== BAHAN TUGAS INI ==
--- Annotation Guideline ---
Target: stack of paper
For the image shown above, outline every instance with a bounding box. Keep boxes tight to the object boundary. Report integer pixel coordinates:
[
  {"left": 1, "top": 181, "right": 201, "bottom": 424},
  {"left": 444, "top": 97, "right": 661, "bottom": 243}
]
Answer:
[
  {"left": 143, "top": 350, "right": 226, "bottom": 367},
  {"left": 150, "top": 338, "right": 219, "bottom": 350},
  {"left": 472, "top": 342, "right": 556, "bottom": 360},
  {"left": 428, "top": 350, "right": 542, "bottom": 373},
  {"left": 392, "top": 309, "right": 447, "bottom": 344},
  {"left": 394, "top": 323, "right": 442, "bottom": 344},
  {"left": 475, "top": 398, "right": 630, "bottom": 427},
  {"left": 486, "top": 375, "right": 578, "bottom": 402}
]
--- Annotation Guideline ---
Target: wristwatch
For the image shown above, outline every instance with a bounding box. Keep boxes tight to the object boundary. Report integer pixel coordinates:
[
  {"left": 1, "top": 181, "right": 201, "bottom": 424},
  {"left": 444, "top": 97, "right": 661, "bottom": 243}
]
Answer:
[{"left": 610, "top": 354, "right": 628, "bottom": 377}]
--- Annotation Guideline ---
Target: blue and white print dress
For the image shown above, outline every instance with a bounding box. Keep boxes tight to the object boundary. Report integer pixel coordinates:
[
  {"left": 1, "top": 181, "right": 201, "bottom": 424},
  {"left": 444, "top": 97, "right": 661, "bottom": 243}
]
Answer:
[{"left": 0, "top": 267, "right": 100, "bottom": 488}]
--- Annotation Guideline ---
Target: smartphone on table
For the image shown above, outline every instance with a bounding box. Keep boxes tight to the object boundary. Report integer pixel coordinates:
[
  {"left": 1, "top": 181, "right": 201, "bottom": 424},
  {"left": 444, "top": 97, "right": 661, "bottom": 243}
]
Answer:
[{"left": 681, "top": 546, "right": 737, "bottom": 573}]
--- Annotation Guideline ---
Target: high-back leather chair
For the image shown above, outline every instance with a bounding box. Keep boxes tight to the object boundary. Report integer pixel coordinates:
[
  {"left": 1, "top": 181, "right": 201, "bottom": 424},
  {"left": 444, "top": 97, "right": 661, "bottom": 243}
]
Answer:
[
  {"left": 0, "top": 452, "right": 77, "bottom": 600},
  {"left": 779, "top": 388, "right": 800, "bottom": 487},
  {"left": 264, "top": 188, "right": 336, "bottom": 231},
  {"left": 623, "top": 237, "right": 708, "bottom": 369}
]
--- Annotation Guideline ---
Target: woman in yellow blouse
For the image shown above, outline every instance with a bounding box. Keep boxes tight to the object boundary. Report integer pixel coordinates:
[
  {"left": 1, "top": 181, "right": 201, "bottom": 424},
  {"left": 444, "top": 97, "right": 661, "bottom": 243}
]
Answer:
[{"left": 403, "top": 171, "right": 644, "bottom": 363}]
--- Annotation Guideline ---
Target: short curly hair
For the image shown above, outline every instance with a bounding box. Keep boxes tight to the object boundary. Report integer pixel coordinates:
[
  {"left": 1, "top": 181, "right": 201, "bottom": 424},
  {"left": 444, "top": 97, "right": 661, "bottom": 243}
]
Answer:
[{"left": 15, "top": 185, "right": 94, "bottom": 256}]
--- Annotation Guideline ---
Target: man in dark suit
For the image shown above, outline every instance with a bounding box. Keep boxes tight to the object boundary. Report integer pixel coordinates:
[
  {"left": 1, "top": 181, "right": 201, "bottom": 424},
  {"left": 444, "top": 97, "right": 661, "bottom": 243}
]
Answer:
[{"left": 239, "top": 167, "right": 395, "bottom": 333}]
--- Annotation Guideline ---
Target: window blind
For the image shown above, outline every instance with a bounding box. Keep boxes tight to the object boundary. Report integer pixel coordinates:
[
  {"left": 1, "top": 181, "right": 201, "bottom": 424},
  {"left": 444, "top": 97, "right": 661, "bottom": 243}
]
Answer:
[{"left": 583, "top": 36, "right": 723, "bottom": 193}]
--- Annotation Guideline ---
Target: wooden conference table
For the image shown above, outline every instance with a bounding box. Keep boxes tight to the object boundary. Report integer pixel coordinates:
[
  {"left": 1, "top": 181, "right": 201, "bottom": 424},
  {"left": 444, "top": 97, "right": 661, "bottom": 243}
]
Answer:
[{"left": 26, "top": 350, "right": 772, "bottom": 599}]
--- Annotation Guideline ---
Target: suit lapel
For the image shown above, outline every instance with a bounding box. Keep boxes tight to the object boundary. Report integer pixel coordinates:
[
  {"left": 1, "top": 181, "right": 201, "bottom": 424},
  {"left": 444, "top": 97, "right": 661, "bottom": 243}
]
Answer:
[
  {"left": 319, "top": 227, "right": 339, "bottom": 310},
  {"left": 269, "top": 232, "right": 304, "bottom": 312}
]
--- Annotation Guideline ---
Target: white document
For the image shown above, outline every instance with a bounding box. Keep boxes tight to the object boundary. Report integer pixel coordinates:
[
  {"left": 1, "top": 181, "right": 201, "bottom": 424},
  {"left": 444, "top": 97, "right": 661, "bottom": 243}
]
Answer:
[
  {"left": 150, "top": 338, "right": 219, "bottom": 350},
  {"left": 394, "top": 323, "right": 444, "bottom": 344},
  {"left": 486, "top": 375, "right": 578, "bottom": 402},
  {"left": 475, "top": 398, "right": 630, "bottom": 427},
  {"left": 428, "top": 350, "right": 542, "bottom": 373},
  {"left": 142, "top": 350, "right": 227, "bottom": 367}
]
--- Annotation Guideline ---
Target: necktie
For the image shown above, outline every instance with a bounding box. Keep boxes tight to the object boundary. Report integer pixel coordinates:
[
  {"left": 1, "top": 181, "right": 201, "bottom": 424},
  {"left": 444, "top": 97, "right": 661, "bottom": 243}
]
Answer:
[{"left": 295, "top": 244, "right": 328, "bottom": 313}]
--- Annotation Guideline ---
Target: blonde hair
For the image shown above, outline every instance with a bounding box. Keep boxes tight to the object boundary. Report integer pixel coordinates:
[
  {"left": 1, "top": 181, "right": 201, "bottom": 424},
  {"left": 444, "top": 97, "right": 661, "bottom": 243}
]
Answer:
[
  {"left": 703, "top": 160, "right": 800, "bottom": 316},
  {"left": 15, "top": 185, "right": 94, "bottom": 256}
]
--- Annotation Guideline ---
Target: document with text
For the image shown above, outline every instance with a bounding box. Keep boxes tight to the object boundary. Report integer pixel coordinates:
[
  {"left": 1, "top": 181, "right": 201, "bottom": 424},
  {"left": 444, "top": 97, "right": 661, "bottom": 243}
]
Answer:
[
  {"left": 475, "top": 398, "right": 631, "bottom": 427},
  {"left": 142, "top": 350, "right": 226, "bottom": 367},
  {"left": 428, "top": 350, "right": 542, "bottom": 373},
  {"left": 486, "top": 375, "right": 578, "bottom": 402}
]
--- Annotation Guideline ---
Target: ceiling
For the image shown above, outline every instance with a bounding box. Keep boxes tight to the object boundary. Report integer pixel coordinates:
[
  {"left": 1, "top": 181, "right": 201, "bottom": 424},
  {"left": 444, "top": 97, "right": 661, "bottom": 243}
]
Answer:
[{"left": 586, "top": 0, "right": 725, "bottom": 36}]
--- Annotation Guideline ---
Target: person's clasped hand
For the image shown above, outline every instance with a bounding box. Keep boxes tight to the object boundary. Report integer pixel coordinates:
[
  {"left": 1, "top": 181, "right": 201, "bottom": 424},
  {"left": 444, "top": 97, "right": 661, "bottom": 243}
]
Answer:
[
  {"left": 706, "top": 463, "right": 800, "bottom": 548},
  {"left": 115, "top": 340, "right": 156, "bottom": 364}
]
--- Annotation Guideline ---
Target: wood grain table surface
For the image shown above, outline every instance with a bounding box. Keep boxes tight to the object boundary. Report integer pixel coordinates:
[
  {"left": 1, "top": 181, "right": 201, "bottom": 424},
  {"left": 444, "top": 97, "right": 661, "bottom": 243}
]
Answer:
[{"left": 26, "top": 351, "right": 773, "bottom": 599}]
===
_HAL YANG DIHARAPKAN_
Kumpulkan semua baris dalam data di atas yang memuat kata "white".

_KELUARAN YANG DIHARAPKAN_
Target: blue and white print dress
Target: white document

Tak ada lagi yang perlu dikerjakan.